Provided passage: Begin

I had not played a game of tennis for well over 30 years. But there I stood on court number eight, trying desperately to remember the rules of the game, where to stand at different times in the game, and the sequence of scoring, not to mention etiquette. It seemed like a recipe for certain embarrassment. Certainly, it was prime time for my tremors to shift into high gear. It could've been due to a multitude of causes. The tennis racket in my hand felt unfamiliar, more like one of those hand-held bug zappers than a carefully tuned, graphite "weapon". In addition, despite the sun and cloudless sky, it was chilly to be outside in shorts and a T-shirt. And, of course, there was my Parkinson's disease. These three formed a killer combination.
Beginners in most endeavors are recognized as such and given lots of leeway. But those who return to the game of tennis, even after a significant absence, have nothing to blame, except the typical human frailties of age, injuries or ailments. I had my "trump" excuse ready at hand. Entering the "arena" to meet the remainder of my foursome I had fully intended to blame my anticipated lack of skill, style and tennis knowledge on PD. However, after noting that each of the other three players was at least 10 to 15 years older than I was, I gave up that pretense.

Provided passage: End
Information provided: Begin

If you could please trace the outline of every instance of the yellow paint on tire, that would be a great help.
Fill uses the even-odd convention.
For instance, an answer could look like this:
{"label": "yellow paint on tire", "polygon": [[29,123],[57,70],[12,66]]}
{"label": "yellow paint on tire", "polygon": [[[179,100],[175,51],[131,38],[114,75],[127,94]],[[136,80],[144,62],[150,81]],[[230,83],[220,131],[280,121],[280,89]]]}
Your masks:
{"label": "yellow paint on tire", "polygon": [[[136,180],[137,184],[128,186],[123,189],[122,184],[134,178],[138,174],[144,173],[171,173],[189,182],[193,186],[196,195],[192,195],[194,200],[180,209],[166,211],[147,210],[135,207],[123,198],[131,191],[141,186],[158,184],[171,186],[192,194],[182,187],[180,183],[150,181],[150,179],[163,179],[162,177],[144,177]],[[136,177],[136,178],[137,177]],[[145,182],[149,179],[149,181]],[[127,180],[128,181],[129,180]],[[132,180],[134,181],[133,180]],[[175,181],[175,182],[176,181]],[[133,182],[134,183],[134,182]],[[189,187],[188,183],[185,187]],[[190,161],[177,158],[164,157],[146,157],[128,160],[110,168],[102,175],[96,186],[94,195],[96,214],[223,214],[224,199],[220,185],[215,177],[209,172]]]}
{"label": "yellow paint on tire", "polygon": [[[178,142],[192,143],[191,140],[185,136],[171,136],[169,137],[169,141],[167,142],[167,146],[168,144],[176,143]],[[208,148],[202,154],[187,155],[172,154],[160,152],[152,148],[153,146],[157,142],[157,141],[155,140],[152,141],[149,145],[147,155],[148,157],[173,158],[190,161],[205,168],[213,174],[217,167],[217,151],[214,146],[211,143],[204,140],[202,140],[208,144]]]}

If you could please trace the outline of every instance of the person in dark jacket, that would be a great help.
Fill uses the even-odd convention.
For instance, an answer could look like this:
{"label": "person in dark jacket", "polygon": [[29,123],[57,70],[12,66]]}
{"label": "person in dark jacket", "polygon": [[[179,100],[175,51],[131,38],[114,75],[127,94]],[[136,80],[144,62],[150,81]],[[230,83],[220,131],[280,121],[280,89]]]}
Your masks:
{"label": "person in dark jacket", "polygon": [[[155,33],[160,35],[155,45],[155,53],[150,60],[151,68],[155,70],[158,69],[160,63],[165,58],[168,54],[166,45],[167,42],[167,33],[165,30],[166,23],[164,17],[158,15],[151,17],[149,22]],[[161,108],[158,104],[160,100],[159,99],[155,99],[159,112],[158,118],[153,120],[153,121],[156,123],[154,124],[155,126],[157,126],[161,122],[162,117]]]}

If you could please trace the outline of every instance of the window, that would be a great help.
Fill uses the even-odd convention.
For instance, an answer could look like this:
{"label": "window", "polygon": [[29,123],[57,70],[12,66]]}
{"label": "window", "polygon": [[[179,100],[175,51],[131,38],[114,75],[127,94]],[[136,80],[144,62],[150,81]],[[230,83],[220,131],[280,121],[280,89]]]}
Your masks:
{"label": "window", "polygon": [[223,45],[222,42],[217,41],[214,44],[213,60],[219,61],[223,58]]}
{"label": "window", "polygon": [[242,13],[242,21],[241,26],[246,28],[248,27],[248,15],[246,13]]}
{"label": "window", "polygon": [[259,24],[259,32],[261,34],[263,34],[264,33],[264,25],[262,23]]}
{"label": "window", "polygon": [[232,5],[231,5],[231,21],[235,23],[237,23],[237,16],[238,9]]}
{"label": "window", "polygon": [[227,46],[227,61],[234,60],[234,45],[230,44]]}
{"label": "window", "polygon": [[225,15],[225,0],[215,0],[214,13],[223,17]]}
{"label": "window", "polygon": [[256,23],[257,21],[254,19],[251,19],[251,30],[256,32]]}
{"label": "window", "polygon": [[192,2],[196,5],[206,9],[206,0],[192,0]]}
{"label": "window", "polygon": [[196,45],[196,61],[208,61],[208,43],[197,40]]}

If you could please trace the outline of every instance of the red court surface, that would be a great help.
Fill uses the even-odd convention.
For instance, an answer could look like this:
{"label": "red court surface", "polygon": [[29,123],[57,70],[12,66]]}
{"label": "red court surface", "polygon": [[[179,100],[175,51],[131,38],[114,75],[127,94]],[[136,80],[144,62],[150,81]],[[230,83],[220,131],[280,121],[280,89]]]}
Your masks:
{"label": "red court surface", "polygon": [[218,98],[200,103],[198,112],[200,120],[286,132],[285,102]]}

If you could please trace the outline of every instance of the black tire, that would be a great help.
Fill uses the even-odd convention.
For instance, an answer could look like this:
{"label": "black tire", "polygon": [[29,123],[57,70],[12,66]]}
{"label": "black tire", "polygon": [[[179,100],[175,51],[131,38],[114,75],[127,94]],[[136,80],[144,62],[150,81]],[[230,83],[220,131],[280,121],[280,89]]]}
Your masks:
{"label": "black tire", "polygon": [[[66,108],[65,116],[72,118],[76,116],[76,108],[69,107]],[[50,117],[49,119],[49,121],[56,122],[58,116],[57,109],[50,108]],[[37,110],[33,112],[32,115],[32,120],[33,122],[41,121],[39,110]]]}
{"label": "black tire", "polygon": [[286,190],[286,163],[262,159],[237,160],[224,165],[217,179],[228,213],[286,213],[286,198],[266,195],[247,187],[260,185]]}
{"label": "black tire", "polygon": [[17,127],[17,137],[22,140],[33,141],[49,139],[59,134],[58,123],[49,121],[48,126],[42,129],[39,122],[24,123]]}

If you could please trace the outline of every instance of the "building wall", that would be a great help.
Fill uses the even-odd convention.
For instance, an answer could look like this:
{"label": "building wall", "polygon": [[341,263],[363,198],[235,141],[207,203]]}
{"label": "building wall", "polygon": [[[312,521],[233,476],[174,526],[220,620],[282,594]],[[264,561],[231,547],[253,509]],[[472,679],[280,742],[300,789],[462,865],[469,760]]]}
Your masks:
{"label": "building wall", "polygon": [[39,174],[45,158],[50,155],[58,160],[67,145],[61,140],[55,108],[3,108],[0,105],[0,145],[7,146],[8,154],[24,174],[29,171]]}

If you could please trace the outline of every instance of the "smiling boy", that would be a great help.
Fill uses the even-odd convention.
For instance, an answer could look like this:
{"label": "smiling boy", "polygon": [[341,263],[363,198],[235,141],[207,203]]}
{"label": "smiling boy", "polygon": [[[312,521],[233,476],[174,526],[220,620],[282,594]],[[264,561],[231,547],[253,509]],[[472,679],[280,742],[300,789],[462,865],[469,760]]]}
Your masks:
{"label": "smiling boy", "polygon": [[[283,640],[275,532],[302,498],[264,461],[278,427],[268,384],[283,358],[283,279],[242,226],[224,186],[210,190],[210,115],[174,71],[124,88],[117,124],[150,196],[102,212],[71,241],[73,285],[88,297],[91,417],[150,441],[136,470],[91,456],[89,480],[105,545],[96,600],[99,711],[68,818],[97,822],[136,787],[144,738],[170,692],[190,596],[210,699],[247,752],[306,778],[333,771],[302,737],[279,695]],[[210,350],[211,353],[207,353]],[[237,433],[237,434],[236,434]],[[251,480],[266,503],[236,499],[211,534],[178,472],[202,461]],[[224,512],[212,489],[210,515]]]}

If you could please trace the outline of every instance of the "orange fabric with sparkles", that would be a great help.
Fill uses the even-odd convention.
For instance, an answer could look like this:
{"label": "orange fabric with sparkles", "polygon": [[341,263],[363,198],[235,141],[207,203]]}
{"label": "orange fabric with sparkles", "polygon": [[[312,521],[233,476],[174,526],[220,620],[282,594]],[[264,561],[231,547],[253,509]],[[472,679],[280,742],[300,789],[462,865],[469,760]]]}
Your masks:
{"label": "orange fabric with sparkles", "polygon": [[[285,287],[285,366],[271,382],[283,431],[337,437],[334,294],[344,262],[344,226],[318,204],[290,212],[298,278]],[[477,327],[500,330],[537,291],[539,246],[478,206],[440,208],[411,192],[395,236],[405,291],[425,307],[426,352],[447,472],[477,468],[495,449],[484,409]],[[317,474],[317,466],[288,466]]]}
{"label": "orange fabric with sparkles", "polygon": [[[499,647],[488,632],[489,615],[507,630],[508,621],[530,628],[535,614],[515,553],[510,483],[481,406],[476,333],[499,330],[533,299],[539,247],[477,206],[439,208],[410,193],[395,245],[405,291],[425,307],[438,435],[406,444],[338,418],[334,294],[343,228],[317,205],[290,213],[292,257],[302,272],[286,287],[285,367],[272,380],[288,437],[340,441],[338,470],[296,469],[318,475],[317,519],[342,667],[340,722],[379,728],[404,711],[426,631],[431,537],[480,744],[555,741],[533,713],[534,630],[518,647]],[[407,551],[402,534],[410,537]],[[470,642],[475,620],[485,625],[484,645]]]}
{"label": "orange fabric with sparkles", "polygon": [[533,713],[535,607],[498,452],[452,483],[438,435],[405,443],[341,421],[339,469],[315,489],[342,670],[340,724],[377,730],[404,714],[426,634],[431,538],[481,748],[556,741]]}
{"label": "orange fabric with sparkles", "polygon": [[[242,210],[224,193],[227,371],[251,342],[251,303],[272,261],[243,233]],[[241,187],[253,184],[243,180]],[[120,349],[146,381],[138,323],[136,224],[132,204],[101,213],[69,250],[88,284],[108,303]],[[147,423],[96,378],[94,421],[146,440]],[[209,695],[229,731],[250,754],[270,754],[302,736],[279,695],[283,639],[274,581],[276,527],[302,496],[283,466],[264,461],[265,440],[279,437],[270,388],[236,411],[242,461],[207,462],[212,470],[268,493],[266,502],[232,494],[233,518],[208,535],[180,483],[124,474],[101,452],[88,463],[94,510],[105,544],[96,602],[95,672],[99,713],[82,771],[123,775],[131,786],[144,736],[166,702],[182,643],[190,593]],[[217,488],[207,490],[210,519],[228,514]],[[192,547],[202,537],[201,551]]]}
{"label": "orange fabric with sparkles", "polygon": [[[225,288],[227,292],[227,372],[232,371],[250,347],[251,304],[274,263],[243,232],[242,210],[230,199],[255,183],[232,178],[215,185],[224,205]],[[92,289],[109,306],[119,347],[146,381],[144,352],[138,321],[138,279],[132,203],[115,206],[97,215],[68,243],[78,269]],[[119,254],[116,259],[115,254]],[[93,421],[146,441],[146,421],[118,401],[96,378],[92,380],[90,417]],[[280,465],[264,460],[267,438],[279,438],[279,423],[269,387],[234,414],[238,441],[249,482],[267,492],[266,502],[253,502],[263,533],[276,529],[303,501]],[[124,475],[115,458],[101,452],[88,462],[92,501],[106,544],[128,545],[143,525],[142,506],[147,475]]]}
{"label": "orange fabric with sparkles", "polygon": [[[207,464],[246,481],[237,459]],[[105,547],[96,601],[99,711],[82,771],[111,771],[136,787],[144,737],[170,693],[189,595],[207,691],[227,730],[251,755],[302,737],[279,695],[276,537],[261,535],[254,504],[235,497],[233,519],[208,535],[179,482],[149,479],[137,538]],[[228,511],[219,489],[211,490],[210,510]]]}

Information provided: End

Problem details: Please retype the part of the tennis passage that opens with the words containing "Beginners in most" and closes with "up that pretense.". This data was taken from a separate source.

Result of the task:
Beginners in most endeavors are recognized as such and given lots of leeway. But those who return to the game of tennis, even after a significant absence, have nothing to blame, except the typical human frailties of age, injuries or ailments. I had my "trump" excuse ready at hand. Entering the "arena" to meet the remainder of my foursome I had fully intended to blame my anticipated lack of skill, style and tennis knowledge on PD. However, after noting that each of the other three players was at least 10 to 15 years older than I was, I gave up that pretense.